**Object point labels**
━━━━━━━━━━

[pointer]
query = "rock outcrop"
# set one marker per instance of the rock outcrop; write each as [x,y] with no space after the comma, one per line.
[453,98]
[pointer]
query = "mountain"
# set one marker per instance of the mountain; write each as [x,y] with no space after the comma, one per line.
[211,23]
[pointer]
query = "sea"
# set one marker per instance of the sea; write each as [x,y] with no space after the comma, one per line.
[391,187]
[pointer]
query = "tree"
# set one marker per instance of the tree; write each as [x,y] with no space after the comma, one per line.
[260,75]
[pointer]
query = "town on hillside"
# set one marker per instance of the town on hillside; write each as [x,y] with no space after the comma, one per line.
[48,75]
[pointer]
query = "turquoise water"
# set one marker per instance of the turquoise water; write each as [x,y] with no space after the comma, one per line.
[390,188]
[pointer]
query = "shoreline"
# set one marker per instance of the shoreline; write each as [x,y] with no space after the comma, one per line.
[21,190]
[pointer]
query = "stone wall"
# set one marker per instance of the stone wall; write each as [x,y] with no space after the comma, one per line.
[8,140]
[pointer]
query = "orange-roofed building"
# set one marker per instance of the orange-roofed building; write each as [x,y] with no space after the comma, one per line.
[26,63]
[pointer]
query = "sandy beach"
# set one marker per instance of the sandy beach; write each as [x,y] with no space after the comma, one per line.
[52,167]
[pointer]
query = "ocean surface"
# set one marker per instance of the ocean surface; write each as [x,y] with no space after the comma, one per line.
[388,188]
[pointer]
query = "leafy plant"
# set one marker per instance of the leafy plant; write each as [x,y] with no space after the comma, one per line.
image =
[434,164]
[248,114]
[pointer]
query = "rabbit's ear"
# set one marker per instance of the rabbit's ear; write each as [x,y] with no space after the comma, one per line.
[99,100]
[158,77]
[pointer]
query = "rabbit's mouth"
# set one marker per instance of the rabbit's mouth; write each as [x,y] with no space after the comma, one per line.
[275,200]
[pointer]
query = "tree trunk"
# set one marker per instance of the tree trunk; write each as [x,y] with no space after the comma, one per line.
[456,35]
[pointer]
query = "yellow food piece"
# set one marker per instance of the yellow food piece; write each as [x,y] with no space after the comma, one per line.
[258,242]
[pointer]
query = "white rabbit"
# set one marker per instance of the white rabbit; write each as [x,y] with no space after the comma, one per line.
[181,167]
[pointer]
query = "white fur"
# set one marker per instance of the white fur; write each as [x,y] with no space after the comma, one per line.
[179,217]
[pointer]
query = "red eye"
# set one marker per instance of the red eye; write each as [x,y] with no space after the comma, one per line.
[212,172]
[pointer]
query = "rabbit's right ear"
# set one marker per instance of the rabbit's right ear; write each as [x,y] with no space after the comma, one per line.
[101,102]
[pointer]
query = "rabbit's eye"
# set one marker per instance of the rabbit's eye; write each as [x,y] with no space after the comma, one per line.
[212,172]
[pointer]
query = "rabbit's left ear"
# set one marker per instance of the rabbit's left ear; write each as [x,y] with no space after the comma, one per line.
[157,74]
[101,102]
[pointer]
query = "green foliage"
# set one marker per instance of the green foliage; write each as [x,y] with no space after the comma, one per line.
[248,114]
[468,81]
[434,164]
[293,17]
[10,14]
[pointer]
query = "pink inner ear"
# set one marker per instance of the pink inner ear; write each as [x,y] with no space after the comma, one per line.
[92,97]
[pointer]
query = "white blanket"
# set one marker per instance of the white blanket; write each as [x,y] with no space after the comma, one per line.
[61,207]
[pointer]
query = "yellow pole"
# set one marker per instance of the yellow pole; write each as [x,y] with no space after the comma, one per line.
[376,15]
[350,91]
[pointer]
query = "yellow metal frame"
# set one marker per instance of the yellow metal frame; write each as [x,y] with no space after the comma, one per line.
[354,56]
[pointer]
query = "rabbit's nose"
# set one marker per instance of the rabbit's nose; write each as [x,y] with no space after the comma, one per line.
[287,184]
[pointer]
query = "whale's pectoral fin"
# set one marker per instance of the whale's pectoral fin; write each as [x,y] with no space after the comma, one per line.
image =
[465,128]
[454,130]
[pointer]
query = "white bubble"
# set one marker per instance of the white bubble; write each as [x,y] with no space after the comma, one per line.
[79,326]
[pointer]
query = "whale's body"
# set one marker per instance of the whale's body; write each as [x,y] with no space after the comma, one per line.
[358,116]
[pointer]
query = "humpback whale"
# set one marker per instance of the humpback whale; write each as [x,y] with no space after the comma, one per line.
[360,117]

━━━━━━━━━━

Reproduce each line of the material above precisely.

[pointer]
query = "rock outcrop"
# set one marker per instance of the rock outcrop; write each as [x,y] with no space after the comma, one per line.
[453,98]
[pointer]
query = "mountain"
# set one marker per instance of the mountain; write each as [x,y] with no space after the comma, one per line.
[211,23]
[pointer]
query = "sea"
# set one marker per instance of the sea; write each as [x,y] with no space after the comma, one per line.
[391,187]
[pointer]
query = "tree"
# set one marker per instance of the tree; write each as [x,y] with no space after the comma, one per line.
[260,75]
[pointer]
query = "town on hillside"
# set one marker per instance of the town on hillside; write each as [x,y] with no space after the comma, one per line.
[48,75]
[pointer]
query = "turquoise water"
# set one marker per instance of the turquoise water; write each as [x,y] with no space after the comma, one per line.
[390,188]
[pointer]
query = "shoreline"
# set one marker per instance of the shoreline; write each as [x,y] with no space after the comma, one per line.
[21,190]
[pointer]
query = "stone wall"
# set one marker per instance of the stone wall; write each as [x,y] with no space after the comma, one per line.
[8,140]
[pointer]
query = "orange-roofed building"
# set one marker per instance of the orange-roofed building; write each as [x,y] with no space after the comma, one per line.
[26,63]
[pointer]
query = "sandy beach"
# set one marker per instance of the sandy beach; write each as [x,y] with no space after the comma, one per line.
[52,167]
[pointer]
query = "ocean surface"
# set one marker per instance of the ocean surface; write each as [x,y] with no space after the comma, one per line.
[388,188]
[pointer]
query = "leafy plant"
# set one marker per instance of the leafy plant; write each as [x,y] with no space after the comma, one per line.
image =
[434,164]
[248,114]
[pointer]
query = "rabbit's ear"
# set one marker per instance of the rabbit's ear; write each as [x,y] with no space after the comma, one per line.
[99,100]
[158,77]
[pointer]
query = "rabbit's mouth"
# set one marker per instance of the rabbit's mouth; write each as [x,y] with no space after the comma, one per line.
[275,200]
[pointer]
query = "tree trunk"
# set one marker per instance of the tree trunk; write each as [x,y] with no space after the comma, one per line.
[456,35]
[pointer]
query = "yellow food piece"
# set one marker per instance of the yellow food piece; write each as [x,y] with no space after the comma, one per line.
[258,242]
[pointer]
query = "white rabbit"
# set one marker per instance of the white rabbit; write each as [x,y] with no space after the comma, one per line.
[181,167]
[pointer]
query = "white fur"
# set one marker per instance of the white fur; write each as [x,y] with no space after the comma, one per line.
[179,217]
[pointer]
query = "red eye"
# set one marker per instance of the red eye; write each as [x,y] with no space after the comma, one per line.
[212,172]
[pointer]
query = "rabbit's right ear"
# set one marker per instance of the rabbit's right ear; write each as [x,y] with no space after the comma, one per line.
[101,102]
[pointer]
query = "rabbit's eye"
# set one marker per instance of the rabbit's eye; write each as [x,y] with no space after the comma, one per line.
[212,172]
[pointer]
query = "rabbit's left ear"
# set one marker per instance of the rabbit's left ear; write each as [x,y] with no space after the comma, one per line.
[157,74]
[101,102]
[pointer]
query = "green foliage"
# set one marker per instance of the green foliage; write each as [x,y] with no space after the comma, one per line.
[248,114]
[468,81]
[434,164]
[293,17]
[10,14]
[pointer]
query = "pink inner ear"
# set one marker per instance of the pink inner ear; write each as [x,y] with no space after the comma, one per line.
[92,97]
[pointer]
query = "white blanket"
# set one marker per instance of the white blanket; write each as [x,y] with no space after the comma, one per line.
[61,207]
[pointer]
query = "yellow pole"
# set one marker per instance of the yellow pole; write each as [x,y] with no space after the comma, one per line.
[376,15]
[350,91]
[pointer]
query = "yellow metal frame"
# set one marker per instance of the yellow metal frame; write each as [x,y] with no space after the comma, one per line.
[354,56]
[pointer]
query = "rabbit's nose"
# set one marker per instance of the rabbit's nose; write each as [x,y] with no space after the comma, one per line.
[287,184]
[pointer]
query = "whale's pectoral fin"
# set one marker per instance of the whale's pectoral fin; write each as [x,y] with no space after the comma, one per line.
image =
[465,128]
[454,130]
[pointer]
query = "white bubble"
# set one marker per instance of the white bubble; write each as [x,y] with no space after the comma, one per line.
[79,326]
[pointer]
query = "whale's body"
# set one marker per instance of the whale's body; write each as [x,y] with no space after the comma, one per line.
[358,116]
[pointer]
query = "humpback whale"
# set one marker per instance of the humpback whale; write each as [x,y] with no space after the comma, one per line.
[360,117]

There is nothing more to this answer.